> [Vorliegender Text]:
◆ ◆ ◆ ◆ ◆ ◆ ◆

Der Rücktritt wurde nun gerade mal einige wenige Tage vor der Saisoneröffnung in Melbourne bekanntgegeben. Große Frage: gibt es einen Zusammenhang mit den bescheidenen Tests die BMW hingelegt hat? Gerade Berger hat vor einigen Tagen recht unverhohlen Williams dafür kritisiert, dass BMW wieder einen guten Motor geliefert hat, aber Williams wieder das Chassis versaut hat. Es sieht für BMW (und damit für Montoya) wohl wirklich nicht gut aus.
Desweiteren stellt sich dann die Frage: Quo vadis? Wird BMW Williams aufkaufen, oder in Eigenregie einen Rennstall aus den Boden stampfen?
Immerhin geht nun endlich die F1 wieder los, und die sowohl end- als auch fruchtlosen Diskussionen über das neue Reglement, haben ein Ende. Das spekulative Wehklagen ob der vermeidlichen Entwertung des Qualifyings (durch Doppelveranstaltung und Tankverbot bis zum Rennsonntag) ist dabei mit Sicherheit eine der hohlsten Nebeneffekte der Diskussionen gewesen. Offen gesagt: mir geht das Qualifying aber derartig am Hintern vorbei, wenn dafür im Gegenzug die Rennen aufgejazzt werden...
Ferrari wird wahrscheinlich weiterhin dominieren, dafür ist "das Paket", wie wie Experten sagen, "das Paket" einfach zu gut. An Nummer zwei werden sich der Permanenz-Joviale Norbert Haug und der an Freud'schen Komplexen leidende Ron Dennis setzen. Mit einigen Abstand dann erst BMW und Renault.
[15h06] Web -- Es wird Zeit für eine
gepflegte Hinrichtung. Die neue
Macromedia-Site ist ein wunderbares Beispiel dafür wie tief die Eimer sein können in denen man nach Scheiße greift. Und Macromedia hat mit der neuen Site ganz tief in den Kothaufen gegriffen.

◆ ◆ ◆ ◆ ◆ ◆ ◆

> [Datenauszug]:
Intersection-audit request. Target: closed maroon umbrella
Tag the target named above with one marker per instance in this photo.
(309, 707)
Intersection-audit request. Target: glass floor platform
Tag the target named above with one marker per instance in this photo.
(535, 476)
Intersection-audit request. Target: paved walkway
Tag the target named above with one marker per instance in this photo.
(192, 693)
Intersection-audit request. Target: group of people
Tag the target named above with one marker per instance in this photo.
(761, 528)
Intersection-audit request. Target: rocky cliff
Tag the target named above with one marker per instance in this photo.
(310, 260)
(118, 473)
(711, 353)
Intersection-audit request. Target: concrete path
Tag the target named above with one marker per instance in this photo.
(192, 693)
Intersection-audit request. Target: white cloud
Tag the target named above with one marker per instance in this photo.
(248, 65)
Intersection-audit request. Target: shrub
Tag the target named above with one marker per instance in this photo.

◆ ◆ ◆ ◆ ◆ ◆ ◆

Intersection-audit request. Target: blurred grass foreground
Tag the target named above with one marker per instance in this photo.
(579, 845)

◆ ◆ ◆ ◆ ◆ ◆ ◆

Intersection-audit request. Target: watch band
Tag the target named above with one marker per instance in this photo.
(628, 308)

◆ ◆ ◆ ◆ ◆ ◆ ◆

> [Aufgabe 1]:
Beantworte anhand des vorliegenden Textes:
(a) In welcher Stadt findet die Saisoneröffnung statt?
(b) Welche zwei Personen werden sich laut Text an Nummer zwei setzen?
(c) Welches Unternehmen hat eine neue Site, die der Text als Beispiel anführt?
> [Aufgabe 2]: Zähle, wie viele Zeilen der Datensätze die Zeichenfolge „Intersection“ enthalten, und gib nur diese Zahl an.

> [Lösung 1]:
(a) Melbourne
(b) Norbert Haug und Ron Dennis
(c) Macromedia

> [Lösung 2]: 10